*READING PASSAGE:*
On being a female program manager at Microsoft
Donna Malayeri
14625

You know, this too assertive/aggressive thing with women keeps coming up.

At some point, women would be advised to start paying attention to this.

Having been in tech (large company and small) for 33 years, I’ve seen plenty of managers at all levels, and women in management positions were far more authoritarian overall (as well as the biggest pushovers).

It always seemed to me that many women were compensating for an insecurity or two.

One PM I worked under, and had known for 30 years, well before she was a manager of any kind, was without a doubt and self admittedly quite bossy, and even advertised herself as “I like to boss people around” to get the job… BUT, she had no insecurities. This made all the difference. It comes across as a firm hand… not a backhand. ALL of her team were men… and she won their respect and appreciation. She proved to me that even being bossy can work, if it comes from the right place.

Women in management tend toward intensity and conflict for some reason. They seem to think that barging headlong into conflict is the “manly” thing to do. It’s not.

The very worst case I had ever seen was a triple-whammy of a woman managing a manufacturing team. Female, black, and lesbian. Holy shit. The place was in shambles in no time… she wasn’t a good manager, first off. She was like a chess player thinking zero moves ahead… holding the piece in her hand and zooming it around the board trying to decide where to put it, then slamming it down hard. The organization lurched this way and that, allocating and reallocating resources as she was repeatedly side swiped by things anyone else could see coming at her from a mile away. And yet she was the most assertive and confident (acting) manager ever in human history… it got to the point of people faking ergonomics injuries just to get out from under her iron fisted rule. We’d NEVER seen high emotions in that department… now we had it all, from tears to shouting matches… not just with her, but with formerly agreeable workers toward each other.

*DATA RECORDS:*
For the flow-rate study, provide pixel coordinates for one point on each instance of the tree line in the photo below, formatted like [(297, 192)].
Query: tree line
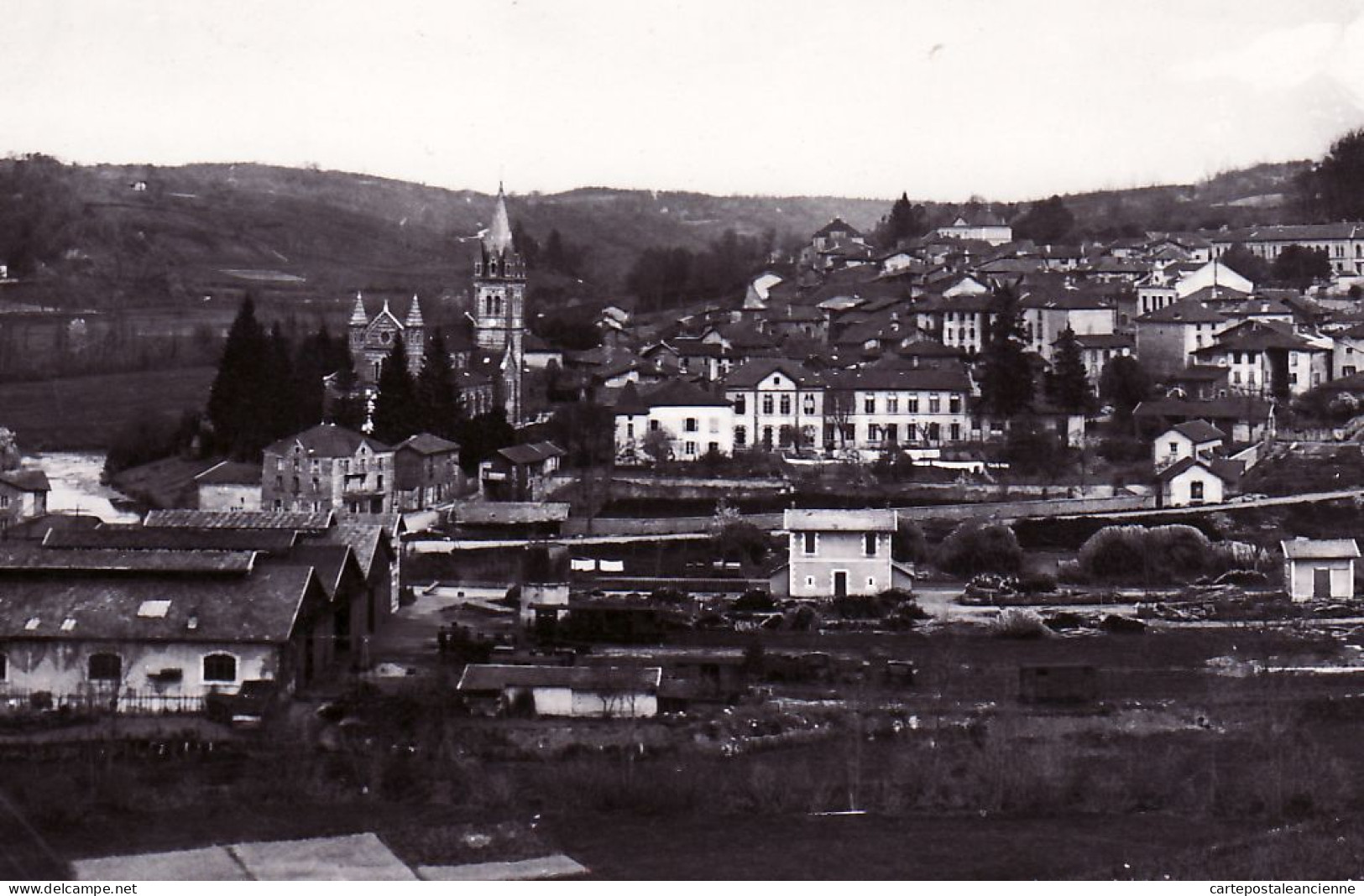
[(670, 276)]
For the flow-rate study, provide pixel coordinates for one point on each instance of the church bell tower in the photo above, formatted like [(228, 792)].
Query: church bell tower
[(499, 305)]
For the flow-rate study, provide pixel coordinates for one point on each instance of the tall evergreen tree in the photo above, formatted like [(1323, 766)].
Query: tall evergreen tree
[(1067, 386), (348, 405), (905, 222), (310, 366), (238, 427), (279, 401), (1007, 378), (396, 411), (1124, 383), (1047, 221), (436, 400)]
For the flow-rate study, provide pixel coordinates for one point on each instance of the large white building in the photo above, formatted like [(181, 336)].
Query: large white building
[(694, 422), (776, 404)]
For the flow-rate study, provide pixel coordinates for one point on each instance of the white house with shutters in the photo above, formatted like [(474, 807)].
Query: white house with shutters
[(839, 553)]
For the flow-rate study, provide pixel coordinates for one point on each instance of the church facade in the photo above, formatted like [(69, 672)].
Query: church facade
[(499, 283), (373, 338)]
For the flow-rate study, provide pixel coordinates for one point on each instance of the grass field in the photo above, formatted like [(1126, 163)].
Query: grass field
[(86, 412)]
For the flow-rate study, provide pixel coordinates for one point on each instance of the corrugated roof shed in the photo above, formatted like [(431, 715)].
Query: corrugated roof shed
[(495, 678), (258, 607), (139, 538), (839, 520), (300, 521), (24, 558), (1320, 549)]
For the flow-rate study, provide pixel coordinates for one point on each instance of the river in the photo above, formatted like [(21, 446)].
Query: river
[(76, 488)]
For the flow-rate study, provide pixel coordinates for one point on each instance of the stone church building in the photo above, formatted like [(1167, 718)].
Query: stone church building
[(499, 283)]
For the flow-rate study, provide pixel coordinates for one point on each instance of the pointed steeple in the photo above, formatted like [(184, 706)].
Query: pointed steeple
[(499, 235), (358, 316), (414, 314)]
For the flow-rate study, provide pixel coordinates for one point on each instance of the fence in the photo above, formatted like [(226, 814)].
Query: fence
[(93, 701)]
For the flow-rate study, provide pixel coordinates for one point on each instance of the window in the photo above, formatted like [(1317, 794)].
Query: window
[(220, 667), (105, 667)]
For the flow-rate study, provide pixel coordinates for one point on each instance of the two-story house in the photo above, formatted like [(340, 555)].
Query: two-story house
[(427, 472), (895, 404), (839, 553), (776, 404), (24, 495), (1195, 438), (692, 422), (327, 468)]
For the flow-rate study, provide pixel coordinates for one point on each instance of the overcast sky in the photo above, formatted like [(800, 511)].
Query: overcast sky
[(857, 97)]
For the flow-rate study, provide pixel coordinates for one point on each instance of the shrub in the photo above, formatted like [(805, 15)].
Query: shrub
[(909, 543), (1037, 584), (1018, 623), (755, 601), (1160, 554), (973, 549)]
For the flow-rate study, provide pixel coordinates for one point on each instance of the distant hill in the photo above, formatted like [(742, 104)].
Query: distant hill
[(116, 237)]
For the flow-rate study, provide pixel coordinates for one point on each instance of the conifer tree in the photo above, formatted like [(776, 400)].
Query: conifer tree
[(1067, 386), (396, 411), (233, 414), (436, 393), (1007, 378)]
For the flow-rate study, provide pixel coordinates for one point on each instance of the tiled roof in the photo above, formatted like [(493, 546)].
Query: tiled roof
[(494, 678), (901, 378), (1199, 431), (138, 538), (678, 393), (427, 444), (261, 607), (26, 479), (530, 453), (231, 473), (838, 520), (300, 521), (327, 440), (509, 512), (1213, 409), (1320, 549), (1184, 311), (19, 558)]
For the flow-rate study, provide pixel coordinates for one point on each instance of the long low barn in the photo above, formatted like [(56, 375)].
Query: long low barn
[(563, 690)]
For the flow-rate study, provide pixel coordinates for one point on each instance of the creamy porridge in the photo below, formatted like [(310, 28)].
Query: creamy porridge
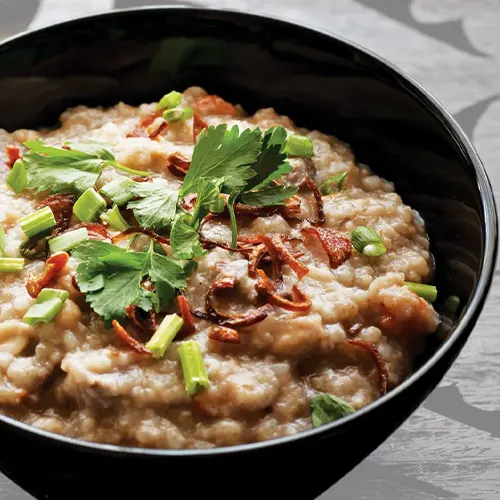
[(144, 314)]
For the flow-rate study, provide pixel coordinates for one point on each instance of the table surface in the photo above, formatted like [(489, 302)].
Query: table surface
[(450, 448)]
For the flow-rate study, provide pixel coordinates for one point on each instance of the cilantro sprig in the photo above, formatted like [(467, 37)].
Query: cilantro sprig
[(112, 277), (76, 169)]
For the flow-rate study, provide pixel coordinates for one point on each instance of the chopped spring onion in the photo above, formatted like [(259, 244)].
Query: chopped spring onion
[(170, 100), (299, 145), (2, 242), (193, 367), (11, 265), (119, 190), (333, 184), (427, 292), (326, 408), (68, 240), (367, 241), (163, 337), (88, 206), (17, 178), (452, 304), (176, 114), (37, 222), (48, 304), (114, 218)]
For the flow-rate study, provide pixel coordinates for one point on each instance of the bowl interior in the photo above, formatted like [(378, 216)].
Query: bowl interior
[(319, 81)]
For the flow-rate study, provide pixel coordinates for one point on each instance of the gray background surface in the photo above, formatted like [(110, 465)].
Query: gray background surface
[(450, 448)]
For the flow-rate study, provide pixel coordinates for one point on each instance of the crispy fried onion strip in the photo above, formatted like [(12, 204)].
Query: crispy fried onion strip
[(13, 154), (178, 164), (188, 327), (53, 267), (145, 322), (198, 125), (337, 247), (62, 208), (128, 340), (95, 231), (379, 361), (297, 302), (224, 334), (319, 201), (142, 129), (125, 235), (233, 321)]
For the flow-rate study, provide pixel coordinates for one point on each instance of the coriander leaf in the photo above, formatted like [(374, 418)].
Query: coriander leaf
[(156, 206), (184, 239), (220, 152), (333, 184), (167, 276), (268, 196), (271, 163), (326, 408), (232, 217), (208, 199), (59, 170), (112, 278)]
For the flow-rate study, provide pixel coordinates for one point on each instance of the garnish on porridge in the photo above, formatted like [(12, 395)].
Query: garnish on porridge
[(183, 275)]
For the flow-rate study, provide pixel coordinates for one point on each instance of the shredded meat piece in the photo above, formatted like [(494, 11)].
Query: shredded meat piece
[(178, 164), (224, 334), (128, 340), (337, 247), (142, 129), (188, 327), (13, 154), (236, 320), (53, 267), (319, 201), (214, 105), (62, 208), (198, 125), (291, 208), (124, 235), (146, 322), (379, 361), (299, 301), (95, 231)]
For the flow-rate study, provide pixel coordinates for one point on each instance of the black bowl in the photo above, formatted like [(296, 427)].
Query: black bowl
[(322, 82)]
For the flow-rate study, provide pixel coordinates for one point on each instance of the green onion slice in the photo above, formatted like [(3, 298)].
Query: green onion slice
[(114, 218), (2, 242), (326, 408), (67, 241), (333, 184), (37, 222), (119, 190), (89, 205), (168, 329), (193, 367), (170, 100), (299, 145), (366, 241), (176, 114), (17, 178), (452, 304), (427, 292), (48, 304), (11, 265)]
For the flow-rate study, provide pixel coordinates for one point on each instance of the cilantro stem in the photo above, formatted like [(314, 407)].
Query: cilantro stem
[(123, 168)]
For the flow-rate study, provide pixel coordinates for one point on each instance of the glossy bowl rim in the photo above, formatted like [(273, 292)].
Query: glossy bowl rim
[(487, 202)]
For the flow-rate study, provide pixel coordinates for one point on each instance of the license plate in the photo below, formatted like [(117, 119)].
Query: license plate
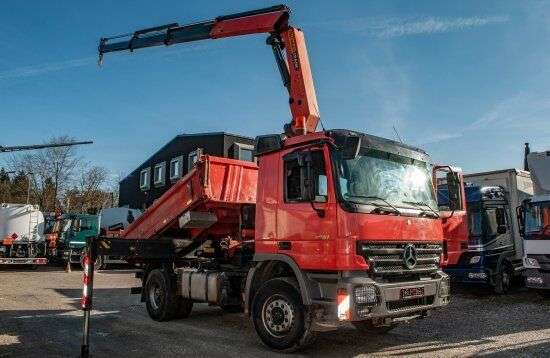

*TO DO:*
Answer these questions from the comment on women in management:
1. How many years does the writer say they have been in tech?
2. For how long had the writer known the PM who described herself as liking to "boss people around"?
3. Who made up all of that PM's team?

*RESPONSE FOR THIS EXERCISE:*
1. 33 years.
2. 30 years.
3. Men.